- **Problem description**:
Print every entry below exactly, leaving out the pictures.

- **Source material**:
* * *
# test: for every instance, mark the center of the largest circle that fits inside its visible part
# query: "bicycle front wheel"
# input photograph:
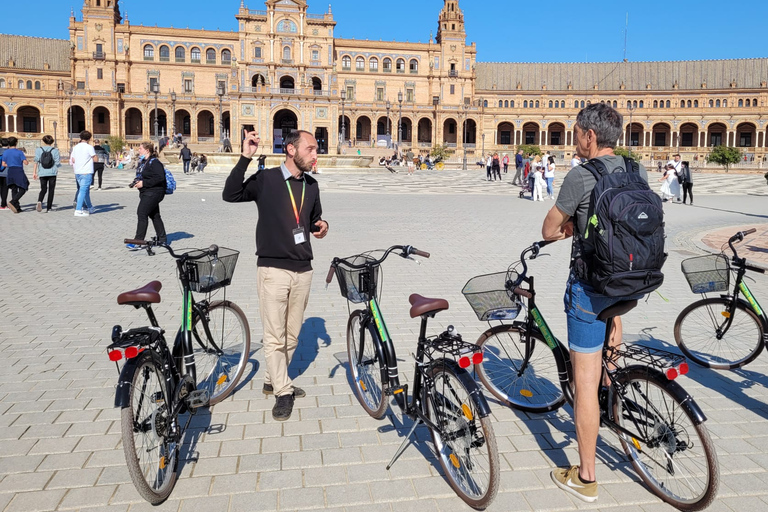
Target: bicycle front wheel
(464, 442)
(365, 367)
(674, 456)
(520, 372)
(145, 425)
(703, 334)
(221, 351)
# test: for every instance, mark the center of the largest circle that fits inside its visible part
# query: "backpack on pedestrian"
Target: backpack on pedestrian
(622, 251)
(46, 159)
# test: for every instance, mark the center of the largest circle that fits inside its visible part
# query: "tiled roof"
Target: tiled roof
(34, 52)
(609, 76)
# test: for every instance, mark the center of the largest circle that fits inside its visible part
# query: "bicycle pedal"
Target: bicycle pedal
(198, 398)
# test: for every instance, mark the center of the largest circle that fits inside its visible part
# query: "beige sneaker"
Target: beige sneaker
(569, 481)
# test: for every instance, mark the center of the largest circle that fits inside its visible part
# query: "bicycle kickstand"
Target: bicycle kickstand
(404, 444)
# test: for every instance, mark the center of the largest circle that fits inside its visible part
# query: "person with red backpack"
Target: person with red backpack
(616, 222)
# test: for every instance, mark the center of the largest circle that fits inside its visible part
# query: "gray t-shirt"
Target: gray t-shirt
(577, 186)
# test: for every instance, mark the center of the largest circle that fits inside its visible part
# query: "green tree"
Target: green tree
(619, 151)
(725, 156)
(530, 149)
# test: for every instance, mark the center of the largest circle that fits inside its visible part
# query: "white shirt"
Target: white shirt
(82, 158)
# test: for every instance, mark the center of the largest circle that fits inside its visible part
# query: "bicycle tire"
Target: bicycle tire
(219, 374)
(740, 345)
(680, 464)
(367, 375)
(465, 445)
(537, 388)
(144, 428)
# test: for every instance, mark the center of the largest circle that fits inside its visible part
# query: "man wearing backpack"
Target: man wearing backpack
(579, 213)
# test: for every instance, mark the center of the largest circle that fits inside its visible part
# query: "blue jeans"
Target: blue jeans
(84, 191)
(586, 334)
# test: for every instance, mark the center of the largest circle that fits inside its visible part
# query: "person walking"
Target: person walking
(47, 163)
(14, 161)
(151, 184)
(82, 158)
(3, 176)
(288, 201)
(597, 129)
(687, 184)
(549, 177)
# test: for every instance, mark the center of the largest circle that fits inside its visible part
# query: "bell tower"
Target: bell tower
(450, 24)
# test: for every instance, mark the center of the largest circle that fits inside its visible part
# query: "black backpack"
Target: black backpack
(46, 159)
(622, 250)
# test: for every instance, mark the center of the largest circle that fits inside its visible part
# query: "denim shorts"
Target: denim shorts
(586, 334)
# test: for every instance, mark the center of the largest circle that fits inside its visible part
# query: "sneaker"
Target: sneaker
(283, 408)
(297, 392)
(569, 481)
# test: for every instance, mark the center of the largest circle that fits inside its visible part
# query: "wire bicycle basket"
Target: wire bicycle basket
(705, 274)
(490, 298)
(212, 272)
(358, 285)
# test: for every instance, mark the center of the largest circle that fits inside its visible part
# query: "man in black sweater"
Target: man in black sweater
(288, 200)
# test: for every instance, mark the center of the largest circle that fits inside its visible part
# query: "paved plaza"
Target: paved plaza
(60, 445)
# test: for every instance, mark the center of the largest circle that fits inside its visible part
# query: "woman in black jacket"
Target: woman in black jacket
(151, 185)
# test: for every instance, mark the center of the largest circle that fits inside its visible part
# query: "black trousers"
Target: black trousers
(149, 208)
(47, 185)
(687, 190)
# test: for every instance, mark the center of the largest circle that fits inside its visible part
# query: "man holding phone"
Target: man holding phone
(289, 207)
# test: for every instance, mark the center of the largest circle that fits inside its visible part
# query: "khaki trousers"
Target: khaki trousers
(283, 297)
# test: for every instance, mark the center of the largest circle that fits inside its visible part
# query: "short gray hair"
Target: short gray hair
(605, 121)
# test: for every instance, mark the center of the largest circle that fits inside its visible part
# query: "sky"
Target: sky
* * *
- **Solved problem**:
# test: for every instance, mark the center of the largest circle that fits inside its visible part
# query: "bicycle front wheel"
# input photograph:
Target: bicycle front wheel
(464, 442)
(365, 367)
(674, 456)
(520, 372)
(145, 425)
(703, 334)
(221, 351)
# test: for every instance, mark the center of the largest circle that fits inside its visible part
# query: "backpack on pedestrian"
Target: backpack on pedestrian
(622, 251)
(46, 159)
# test: for every instance, mark the center of the largest circle that fits inside its visible part
# query: "tiled roof"
Target: tiled roof
(34, 52)
(609, 76)
# test: for every instance, mark the center of the largest circle that fits inside its visible part
# query: "bicycle pedal"
Target: bicycle pedal
(198, 398)
# test: for every instance, mark the center of the largest circle that fits inside its visible part
# query: "beige sneaker"
Target: beige sneaker
(569, 481)
# test: for every instance, mark the center of the largest circle that fits inside its visible part
# query: "bicycle kickstand"
Target: bicycle kickstand
(404, 444)
# test: for every instance, mark the center of the largest circle that fits inside its visible part
# query: "person with red backpack"
Target: person with red backpack
(616, 222)
# test: for every instance, mark the center of the largest circle that fits inside its visible part
# query: "gray t-shirt"
Target: gray t-shirt
(577, 186)
# test: for every instance, mark the center of the largest circle that fits inside its visible part
# query: "green tree"
Target: green tree
(619, 151)
(725, 156)
(530, 149)
# test: for every instance, mark the center of the largest circle that fits inside its visible part
# query: "white shirt"
Target: white shirt
(82, 158)
# test: for every instance, mark the center of the largest circle that fits inside its visible part
# query: "bicycle tire"
Target: bicycle tire
(219, 374)
(740, 345)
(680, 464)
(367, 375)
(465, 445)
(537, 388)
(144, 428)
# test: for every instance, mark the center of the largest circle that fits inside its visible part
# query: "man wearing backpack"
Target: man wearing backpack
(579, 213)
# test: for every instance, mark the center of the largest circle that fits inside its visible part
# query: "blue jeans"
Target: blue jeans
(84, 191)
(586, 334)
# test: for every instance, mark the center of the largest circle that fits inside its visible part
# query: "person walking"
Target: person walking
(47, 163)
(14, 161)
(151, 184)
(82, 158)
(3, 176)
(288, 201)
(597, 129)
(687, 184)
(549, 177)
# test: for every instance, mark the center of the largest circle that fits inside its visible part
# query: "bell tower"
Target: bell tower
(450, 24)
# test: for every instance, mark the center of the largest circle that fits inside its visible part
# query: "black backpack"
Target: black backpack
(46, 159)
(622, 250)
# test: for every instance, mark the center of the largest circle that fits inside its visible part
# query: "denim shorts"
Target: denim shorts
(586, 334)
# test: for every instance, mark the center of the largest circle that fits inside its visible part
# query: "sneaker"
Target: sneaker
(283, 408)
(297, 392)
(569, 481)
# test: for every instance, mark the center of the largest circle that fits inside its visible part
# query: "wire bicycle basket"
Target: wire bicycle basket
(705, 274)
(490, 298)
(212, 272)
(358, 285)
# test: for every instance, mark the center of the largest circle that fits inside its visible part
# query: "man in black sweater"
Target: man in black sweater
(288, 200)
# test: for every instance, mark the center of the largest circle that fits inside its visible part
# query: "paved plaza"
Target: paved plaza
(60, 445)
# test: for every instance, mark the center of the largest circle that fits inside its visible part
# query: "woman in black jacket"
Target: woman in black jacket
(151, 185)
# test: for every instance, mark the center of the largest circle that fits inside its visible part
# query: "black trousers"
Target: black trousers
(149, 208)
(47, 185)
(687, 190)
# test: for every instance, mark the center of the largest circle that fits inside its visible part
# query: "man holding phone"
Target: man holding phone
(289, 207)
# test: for every instance, mark the center of the largest circle that fits inside its visible part
# query: "khaki trousers"
Target: khaki trousers
(283, 297)
# test: for every instance, mark the center of the largest circle that fits inside its visible part
# query: "short gray hair"
Target: short gray hair
(605, 121)
# test: for every instance, mark the center of the largest circle that fits inside its visible part
# query: "sky"
Target: sky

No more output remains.